▶ _Instructions_
- a) In the article on the Fed's coronavirus rate cut, what evidence is offered that the Fed's move may not shore up financial markets? Answer in one to three sentences.
- b) Continue the article on the Fed's coronavirus rate cut from its final sentence.

━━━ Provided text

The US has cut interest rates to almost zero and launched a US$ 700bn stimulus program in a bid to protect the economy from the effect of coronavirus. It is part of a coordinated action announced on Sunday in the UK, Japan, the Eurozone, Canada, and Switzerland.
In a news conference Fed chairman Jerome Powell said the pandemic was having a profound impact on the economy. US President Donald Trump said the emergency action makes me very happy.
The Fed has cut rates to a target range of 0% to 0.25%, and said it would it begin buying bonds - quantitative easing - a move that pumps money directly into the economy.
The central bank had already cut interest rates by half a percentage point after an emergency meeting on 3 March. It was the first rate cut outside of a regularly scheduled policy meeting since the financial crisis in 2008.
Stock markets have plunged in recent days amid fears that economic paralysis will wipe out corporate profits and spark a global recession.
But early indications suggest the Fed's move may not shore up financial markets. US stock market futures, which anticipate the direction of shares when trading begins, were almost 4% down.
Speaking after the emergency meeting, which was held in place of the Fed's regular rates setting decision scheduled for this week, Mr Powell warned it was too early to tell how much the outbreak will impact the economy.

━━━━━━
━━━ Recorded data

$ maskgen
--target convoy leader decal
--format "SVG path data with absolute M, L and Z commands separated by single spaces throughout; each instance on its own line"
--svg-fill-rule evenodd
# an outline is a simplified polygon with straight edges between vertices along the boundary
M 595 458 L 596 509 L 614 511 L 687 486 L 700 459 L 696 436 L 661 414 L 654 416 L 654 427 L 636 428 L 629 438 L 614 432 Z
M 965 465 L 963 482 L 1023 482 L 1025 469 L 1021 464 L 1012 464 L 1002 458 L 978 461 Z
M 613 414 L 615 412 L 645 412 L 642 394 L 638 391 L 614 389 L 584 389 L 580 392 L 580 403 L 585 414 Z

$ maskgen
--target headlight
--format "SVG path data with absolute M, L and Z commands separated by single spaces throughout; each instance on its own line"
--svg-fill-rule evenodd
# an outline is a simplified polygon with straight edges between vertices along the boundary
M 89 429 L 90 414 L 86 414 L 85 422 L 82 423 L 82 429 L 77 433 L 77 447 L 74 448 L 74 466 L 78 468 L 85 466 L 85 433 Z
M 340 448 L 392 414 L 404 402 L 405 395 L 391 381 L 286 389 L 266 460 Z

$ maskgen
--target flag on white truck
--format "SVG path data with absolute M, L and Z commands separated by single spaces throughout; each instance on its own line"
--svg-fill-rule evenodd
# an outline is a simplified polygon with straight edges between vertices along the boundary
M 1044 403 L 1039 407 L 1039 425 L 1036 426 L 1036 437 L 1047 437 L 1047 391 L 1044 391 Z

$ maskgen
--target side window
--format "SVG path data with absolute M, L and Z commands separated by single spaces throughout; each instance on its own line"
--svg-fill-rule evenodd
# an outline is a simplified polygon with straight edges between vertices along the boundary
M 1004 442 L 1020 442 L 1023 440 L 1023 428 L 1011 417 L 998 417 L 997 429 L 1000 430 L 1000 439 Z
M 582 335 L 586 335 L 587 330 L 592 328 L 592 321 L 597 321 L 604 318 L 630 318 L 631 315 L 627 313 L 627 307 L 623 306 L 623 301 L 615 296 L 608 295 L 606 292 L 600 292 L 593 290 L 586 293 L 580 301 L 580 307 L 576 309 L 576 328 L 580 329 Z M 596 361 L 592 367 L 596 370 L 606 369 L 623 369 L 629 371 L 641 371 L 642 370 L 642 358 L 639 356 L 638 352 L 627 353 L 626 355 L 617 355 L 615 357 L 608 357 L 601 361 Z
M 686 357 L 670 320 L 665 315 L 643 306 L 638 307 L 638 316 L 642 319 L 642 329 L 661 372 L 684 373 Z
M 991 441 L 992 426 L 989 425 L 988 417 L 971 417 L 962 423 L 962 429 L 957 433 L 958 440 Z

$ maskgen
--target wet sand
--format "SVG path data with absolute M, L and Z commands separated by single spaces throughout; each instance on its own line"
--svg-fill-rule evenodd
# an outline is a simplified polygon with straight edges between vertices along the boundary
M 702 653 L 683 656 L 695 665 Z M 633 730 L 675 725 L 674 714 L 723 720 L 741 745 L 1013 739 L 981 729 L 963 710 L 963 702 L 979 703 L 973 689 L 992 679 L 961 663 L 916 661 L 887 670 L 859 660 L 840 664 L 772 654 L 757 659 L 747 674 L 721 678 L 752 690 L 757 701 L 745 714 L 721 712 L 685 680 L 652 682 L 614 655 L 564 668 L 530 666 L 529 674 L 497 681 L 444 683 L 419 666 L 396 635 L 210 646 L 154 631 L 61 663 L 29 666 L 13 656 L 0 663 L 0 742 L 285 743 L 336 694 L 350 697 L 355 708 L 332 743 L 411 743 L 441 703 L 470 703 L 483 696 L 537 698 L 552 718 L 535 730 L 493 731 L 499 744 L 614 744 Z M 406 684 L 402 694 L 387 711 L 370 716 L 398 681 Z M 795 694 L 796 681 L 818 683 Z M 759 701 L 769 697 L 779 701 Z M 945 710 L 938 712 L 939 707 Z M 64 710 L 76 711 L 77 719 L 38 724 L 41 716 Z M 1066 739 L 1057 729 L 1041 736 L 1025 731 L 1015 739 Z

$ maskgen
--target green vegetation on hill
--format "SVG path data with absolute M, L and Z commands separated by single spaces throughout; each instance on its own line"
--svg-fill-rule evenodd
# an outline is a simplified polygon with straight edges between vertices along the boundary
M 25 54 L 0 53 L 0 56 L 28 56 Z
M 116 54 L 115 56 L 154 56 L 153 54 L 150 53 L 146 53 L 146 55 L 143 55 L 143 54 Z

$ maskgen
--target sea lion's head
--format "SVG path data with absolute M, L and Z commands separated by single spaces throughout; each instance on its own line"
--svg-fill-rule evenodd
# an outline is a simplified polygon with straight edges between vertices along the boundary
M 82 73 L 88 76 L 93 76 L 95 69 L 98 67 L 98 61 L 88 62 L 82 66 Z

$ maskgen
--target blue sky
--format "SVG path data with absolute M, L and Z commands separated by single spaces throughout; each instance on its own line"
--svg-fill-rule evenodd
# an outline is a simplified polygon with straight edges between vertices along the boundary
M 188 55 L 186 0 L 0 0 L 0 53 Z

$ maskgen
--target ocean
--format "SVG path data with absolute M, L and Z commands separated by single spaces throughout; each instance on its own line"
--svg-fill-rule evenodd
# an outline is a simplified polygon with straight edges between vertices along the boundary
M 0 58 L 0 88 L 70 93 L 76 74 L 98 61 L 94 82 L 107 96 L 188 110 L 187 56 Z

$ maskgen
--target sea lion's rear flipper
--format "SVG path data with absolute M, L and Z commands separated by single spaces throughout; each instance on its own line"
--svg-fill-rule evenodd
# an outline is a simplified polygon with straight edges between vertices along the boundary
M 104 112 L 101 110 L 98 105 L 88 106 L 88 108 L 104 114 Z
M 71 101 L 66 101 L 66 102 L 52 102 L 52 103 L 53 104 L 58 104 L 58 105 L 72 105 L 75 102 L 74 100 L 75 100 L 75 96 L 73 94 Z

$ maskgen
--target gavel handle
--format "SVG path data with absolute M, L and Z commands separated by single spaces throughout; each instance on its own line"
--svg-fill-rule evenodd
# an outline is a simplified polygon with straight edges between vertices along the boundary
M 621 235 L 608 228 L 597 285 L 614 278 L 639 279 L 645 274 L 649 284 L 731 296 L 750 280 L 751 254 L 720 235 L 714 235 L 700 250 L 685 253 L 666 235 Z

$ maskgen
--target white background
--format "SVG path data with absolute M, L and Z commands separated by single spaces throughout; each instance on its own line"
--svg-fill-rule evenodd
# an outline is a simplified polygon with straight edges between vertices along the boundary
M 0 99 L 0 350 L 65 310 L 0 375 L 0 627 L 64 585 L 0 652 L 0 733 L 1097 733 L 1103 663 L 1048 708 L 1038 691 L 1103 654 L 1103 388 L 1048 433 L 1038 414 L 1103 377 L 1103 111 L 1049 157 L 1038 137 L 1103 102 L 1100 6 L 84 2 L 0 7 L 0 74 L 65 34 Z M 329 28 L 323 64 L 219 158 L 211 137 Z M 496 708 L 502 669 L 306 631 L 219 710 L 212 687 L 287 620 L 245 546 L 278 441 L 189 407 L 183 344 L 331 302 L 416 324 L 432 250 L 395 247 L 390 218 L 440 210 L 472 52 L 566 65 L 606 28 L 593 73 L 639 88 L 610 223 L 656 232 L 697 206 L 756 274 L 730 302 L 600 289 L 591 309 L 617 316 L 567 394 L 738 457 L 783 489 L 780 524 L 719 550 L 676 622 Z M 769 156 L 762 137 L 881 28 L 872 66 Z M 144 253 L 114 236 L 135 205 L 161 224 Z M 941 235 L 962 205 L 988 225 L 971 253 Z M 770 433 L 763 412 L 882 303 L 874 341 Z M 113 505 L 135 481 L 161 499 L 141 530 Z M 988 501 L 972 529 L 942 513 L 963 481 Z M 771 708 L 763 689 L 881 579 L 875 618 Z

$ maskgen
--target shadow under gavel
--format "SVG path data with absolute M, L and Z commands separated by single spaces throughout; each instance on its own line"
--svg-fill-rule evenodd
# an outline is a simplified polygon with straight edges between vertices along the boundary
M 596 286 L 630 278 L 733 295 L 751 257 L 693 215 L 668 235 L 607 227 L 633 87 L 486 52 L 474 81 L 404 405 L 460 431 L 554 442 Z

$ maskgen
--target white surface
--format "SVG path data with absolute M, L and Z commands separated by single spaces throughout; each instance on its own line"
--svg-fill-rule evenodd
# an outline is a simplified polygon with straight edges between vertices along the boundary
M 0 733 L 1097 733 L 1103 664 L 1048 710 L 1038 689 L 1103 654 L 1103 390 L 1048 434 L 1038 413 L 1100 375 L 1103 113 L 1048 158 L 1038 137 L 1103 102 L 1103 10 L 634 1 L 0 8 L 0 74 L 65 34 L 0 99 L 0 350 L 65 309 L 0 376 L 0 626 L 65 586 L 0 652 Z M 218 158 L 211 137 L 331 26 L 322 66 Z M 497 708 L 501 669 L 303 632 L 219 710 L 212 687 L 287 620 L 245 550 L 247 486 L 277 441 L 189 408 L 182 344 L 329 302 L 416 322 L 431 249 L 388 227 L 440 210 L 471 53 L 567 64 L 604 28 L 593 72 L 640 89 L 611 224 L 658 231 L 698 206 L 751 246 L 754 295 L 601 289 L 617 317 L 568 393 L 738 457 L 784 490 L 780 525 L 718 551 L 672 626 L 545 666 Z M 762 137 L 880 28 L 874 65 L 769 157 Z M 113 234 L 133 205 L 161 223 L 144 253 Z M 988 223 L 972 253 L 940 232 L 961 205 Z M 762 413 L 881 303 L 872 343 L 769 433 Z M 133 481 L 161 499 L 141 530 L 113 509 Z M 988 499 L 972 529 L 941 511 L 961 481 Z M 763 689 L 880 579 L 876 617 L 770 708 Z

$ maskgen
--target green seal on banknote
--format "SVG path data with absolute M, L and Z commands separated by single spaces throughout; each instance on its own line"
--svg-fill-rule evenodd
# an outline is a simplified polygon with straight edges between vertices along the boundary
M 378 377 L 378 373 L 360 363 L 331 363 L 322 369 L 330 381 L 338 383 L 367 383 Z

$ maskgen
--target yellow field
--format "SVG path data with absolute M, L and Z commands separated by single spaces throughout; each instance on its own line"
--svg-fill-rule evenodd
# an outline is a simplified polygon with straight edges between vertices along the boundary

━━━━━━

▶ _Replies_
- a) US stock market futures were almost 4% down. These futures anticipate the direction of shares when trading begins, so the drop signals that markets may keep falling despite the Fed's action.

- b)
The economic outlook is evolving on a daily basis and it is depending on the spread of the virus... that is not something that is knowable, he said.
As part of Sunday's announcement, the Fed will work with other central banks to increase the availability of dollars for commercial banks.
These so called currency swaps were an important tool in maintaining financial stability after the 2008 banking crisis.
Today's coordinated action by major central banks will improve global liquidity by lowering the price and extending the maximum term of US dollar lending operations, Bank of England Governor Mark Carney said in a joint statement with Andrew Bailey, who succeeds him as BoE chief on Monday.
The Federal Reserve has now fired most of its remaining big guns to stimulate a US economy facing a serious financial shock from the coronavirus.
Interest rates were slashed by one full percentage point to just above zero, and the bank restarted the pumping of hundreds of billions of dollars into financial markets. Global central banks, including the Bank of England, joined in to ease the flow of dollars around the world.
It was the full crisis toolkit designed to inject confidence into markets that ran riot last week as the outbreak turned into a global pandemic.
While the moves should soothe the financing of US business, they also reflect that the health emergency in the US has become far worse than expected and reveals US authorities are running short of options.
Interest rate cuts are a blunt instrument to deal with a pandemic, and more is expected from Congress and the White House, in particular. President Trump welcomed the cut, but it was his decision to ban European travel that sparked the latest record share sell off on Thursday.
There is some hope that a video conference call between leaders of the G7 western industrialized nations, including President Trump and British Prime Minister Boris Johnson, will result in a more coordinated global approach to the virus.
The authorities will be watching markets carefully on Monday, including Mr Bailey, on his first day in the job.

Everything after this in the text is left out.